> [EXERCISE OBJECTIVE] Convert the stretch of items from the line containing "Query: cobblestone pavement" through the line containing "M1073 674L795 775L604" into a Markdown table with the columns Row and Line, numbering each line and leaving out blank lines.

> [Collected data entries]
========================================================================

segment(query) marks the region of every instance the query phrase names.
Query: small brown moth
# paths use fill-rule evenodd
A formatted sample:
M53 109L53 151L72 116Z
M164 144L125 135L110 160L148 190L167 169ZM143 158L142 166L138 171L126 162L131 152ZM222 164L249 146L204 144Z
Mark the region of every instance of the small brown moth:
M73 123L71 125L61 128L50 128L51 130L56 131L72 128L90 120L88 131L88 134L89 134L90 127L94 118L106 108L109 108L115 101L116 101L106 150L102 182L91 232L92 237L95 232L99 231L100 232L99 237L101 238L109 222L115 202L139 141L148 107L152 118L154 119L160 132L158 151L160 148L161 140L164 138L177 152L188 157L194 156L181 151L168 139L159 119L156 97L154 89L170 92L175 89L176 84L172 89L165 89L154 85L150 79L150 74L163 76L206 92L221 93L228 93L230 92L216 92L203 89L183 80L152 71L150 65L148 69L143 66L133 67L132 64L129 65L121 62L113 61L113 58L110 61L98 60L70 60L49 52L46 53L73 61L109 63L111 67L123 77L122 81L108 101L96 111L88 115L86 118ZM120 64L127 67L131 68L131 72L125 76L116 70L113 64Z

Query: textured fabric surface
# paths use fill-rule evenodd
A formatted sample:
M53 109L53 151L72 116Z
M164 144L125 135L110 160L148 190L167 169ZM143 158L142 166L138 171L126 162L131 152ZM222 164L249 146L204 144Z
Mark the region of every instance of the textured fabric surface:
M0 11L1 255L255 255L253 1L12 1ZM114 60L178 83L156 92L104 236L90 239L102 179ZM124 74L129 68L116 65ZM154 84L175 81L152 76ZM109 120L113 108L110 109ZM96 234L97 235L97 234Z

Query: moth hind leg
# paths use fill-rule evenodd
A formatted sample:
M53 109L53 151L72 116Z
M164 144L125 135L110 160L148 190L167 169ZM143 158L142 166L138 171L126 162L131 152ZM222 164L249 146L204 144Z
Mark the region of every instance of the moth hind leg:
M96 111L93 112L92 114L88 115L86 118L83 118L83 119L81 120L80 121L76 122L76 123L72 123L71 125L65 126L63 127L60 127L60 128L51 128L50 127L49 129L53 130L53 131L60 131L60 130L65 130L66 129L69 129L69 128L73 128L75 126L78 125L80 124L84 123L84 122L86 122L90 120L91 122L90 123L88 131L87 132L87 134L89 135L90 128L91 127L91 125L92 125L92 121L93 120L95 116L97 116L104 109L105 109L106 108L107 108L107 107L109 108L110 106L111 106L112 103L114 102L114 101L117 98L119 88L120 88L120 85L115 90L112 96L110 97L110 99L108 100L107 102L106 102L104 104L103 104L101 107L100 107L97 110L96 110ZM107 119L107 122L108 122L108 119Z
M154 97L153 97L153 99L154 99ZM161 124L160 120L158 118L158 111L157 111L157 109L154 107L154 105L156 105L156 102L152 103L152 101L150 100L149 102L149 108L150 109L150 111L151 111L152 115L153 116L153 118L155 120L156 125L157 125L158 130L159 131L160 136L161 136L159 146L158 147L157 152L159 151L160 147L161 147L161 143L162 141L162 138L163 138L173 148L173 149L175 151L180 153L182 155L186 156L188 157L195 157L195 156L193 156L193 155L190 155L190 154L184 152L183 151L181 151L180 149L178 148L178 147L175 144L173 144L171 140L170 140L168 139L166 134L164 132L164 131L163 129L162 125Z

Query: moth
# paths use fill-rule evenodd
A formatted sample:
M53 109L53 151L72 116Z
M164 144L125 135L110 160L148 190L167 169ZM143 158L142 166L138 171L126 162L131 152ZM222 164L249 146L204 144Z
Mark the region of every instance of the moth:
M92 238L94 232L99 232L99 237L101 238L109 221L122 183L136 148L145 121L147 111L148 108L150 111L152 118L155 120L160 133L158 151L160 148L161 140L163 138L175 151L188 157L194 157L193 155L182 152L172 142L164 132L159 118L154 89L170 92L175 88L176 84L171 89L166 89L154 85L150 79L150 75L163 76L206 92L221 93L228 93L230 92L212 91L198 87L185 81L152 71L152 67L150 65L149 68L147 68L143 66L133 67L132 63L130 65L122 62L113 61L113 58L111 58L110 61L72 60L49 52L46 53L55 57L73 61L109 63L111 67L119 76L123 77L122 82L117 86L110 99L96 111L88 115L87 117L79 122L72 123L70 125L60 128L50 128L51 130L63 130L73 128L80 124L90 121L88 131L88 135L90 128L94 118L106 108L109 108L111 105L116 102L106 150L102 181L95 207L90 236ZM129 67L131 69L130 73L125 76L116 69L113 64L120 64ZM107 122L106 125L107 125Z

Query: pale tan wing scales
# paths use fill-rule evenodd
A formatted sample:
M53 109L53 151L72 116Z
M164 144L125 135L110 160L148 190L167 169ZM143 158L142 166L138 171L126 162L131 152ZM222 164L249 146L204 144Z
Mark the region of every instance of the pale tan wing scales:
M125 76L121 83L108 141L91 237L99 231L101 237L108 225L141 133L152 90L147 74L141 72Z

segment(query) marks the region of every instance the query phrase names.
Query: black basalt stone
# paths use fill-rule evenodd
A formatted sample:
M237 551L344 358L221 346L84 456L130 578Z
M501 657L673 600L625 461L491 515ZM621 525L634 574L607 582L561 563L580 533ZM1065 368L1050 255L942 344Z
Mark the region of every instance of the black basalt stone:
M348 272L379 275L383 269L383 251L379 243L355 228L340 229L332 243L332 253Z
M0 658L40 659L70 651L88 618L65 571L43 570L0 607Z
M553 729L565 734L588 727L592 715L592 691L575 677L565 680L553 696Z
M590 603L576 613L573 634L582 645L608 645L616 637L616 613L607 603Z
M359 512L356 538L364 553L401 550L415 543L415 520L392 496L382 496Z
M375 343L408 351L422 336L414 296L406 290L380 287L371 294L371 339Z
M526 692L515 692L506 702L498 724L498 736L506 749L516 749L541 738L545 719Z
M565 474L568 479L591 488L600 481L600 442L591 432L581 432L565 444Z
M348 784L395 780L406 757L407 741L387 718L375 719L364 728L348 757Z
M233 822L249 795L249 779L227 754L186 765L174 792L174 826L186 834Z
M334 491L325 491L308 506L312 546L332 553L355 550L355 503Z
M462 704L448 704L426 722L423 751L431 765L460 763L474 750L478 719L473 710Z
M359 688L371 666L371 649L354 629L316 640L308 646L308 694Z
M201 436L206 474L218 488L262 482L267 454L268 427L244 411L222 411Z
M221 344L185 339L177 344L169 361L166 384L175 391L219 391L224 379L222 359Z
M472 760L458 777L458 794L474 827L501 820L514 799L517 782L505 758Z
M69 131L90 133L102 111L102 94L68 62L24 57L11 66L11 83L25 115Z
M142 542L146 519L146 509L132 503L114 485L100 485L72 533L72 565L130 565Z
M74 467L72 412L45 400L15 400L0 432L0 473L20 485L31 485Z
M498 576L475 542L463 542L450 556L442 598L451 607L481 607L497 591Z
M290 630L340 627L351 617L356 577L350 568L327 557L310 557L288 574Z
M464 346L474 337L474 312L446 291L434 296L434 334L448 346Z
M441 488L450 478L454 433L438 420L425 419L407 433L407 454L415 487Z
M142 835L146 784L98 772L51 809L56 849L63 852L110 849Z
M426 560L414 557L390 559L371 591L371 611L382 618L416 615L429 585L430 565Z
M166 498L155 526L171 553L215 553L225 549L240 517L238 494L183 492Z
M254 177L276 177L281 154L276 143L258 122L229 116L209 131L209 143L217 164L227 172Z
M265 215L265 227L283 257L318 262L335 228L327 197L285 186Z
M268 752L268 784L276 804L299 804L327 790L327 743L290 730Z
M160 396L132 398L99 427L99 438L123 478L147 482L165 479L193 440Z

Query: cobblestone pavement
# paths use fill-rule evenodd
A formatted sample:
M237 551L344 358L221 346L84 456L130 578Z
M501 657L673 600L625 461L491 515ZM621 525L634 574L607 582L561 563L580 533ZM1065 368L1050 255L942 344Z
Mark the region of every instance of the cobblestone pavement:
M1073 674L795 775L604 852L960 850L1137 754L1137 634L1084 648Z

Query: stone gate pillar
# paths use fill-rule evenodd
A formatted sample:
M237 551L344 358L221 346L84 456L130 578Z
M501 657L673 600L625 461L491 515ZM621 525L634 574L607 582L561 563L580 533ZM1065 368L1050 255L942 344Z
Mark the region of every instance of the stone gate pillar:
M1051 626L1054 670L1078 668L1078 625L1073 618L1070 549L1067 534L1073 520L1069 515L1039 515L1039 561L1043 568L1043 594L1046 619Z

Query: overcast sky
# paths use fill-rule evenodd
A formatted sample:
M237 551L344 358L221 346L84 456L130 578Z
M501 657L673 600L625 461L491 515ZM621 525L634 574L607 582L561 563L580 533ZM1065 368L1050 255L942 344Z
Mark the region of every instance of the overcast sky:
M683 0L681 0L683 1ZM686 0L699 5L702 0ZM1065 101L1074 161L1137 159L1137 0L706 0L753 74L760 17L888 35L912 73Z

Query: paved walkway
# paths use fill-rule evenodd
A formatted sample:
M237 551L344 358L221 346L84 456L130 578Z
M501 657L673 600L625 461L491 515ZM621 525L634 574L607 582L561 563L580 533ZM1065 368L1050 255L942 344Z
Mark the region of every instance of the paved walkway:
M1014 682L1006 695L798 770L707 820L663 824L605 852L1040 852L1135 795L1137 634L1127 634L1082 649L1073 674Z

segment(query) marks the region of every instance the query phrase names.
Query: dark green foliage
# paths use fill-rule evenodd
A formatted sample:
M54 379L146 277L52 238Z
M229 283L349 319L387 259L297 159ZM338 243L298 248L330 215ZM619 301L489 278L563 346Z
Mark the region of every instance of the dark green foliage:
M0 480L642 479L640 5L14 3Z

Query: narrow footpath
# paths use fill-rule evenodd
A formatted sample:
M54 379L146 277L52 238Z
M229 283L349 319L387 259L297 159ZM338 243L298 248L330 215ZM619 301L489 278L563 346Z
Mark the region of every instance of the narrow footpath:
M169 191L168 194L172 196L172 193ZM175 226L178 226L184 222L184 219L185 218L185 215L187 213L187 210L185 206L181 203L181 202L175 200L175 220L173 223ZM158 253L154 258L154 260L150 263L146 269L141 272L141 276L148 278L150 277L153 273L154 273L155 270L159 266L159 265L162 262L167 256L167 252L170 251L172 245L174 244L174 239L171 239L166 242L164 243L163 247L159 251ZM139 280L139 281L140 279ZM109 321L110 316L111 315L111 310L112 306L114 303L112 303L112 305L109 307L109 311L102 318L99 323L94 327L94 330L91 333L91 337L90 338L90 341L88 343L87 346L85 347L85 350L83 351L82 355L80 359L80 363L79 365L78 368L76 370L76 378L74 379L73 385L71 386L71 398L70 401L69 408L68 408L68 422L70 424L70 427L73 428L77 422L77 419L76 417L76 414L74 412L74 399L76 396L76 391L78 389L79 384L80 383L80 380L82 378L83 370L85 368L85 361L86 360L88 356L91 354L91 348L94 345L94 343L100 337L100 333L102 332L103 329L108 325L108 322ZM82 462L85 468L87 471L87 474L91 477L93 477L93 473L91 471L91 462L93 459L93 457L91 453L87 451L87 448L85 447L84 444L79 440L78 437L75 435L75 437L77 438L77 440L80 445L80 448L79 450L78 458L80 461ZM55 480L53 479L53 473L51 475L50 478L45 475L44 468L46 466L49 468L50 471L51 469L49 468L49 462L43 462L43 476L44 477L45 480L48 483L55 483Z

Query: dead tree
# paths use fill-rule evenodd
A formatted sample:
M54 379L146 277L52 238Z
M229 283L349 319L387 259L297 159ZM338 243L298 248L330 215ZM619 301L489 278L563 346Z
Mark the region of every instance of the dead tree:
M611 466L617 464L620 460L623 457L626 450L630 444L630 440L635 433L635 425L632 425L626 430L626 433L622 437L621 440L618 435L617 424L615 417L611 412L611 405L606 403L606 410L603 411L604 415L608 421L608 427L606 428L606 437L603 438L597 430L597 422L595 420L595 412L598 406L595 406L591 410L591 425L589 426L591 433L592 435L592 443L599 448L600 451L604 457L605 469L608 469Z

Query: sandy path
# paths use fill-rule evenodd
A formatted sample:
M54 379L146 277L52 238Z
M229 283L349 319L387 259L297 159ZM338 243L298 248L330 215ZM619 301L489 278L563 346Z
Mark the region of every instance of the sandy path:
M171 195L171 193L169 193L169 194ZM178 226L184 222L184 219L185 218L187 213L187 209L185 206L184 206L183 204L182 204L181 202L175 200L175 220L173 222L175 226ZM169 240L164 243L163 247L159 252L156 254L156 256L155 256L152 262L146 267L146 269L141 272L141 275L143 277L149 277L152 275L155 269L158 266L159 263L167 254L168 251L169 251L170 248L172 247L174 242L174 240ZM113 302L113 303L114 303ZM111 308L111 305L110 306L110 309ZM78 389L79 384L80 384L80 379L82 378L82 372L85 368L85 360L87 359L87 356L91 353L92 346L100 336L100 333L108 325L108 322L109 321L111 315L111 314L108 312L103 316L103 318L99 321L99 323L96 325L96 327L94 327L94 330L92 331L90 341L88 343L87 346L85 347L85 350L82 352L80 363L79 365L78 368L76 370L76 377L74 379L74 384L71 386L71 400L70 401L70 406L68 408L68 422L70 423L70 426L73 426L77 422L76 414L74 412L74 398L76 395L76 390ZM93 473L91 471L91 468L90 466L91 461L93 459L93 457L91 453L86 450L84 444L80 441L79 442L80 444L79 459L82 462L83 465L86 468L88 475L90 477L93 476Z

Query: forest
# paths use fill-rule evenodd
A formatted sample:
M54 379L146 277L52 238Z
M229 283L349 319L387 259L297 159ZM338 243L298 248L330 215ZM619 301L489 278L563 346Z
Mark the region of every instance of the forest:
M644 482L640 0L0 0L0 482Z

========================================================================

> [ANSWER TO THIS PROBLEM]
| Row | Line |
|---|---|
| 1 | Query: cobblestone pavement |
| 2 | # paths use fill-rule evenodd |
| 3 | A formatted sample: |
| 4 | M237 551L344 358L221 346L84 456L130 578Z |
| 5 | M501 657L673 600L625 461L491 515ZM621 525L634 574L607 582L561 563L580 533ZM1065 368L1050 255L942 344Z |
| 6 | Mark the region of every instance of the cobblestone pavement: |
| 7 | M1073 674L795 775L604 852L960 850L1137 754L1137 634L1084 648Z |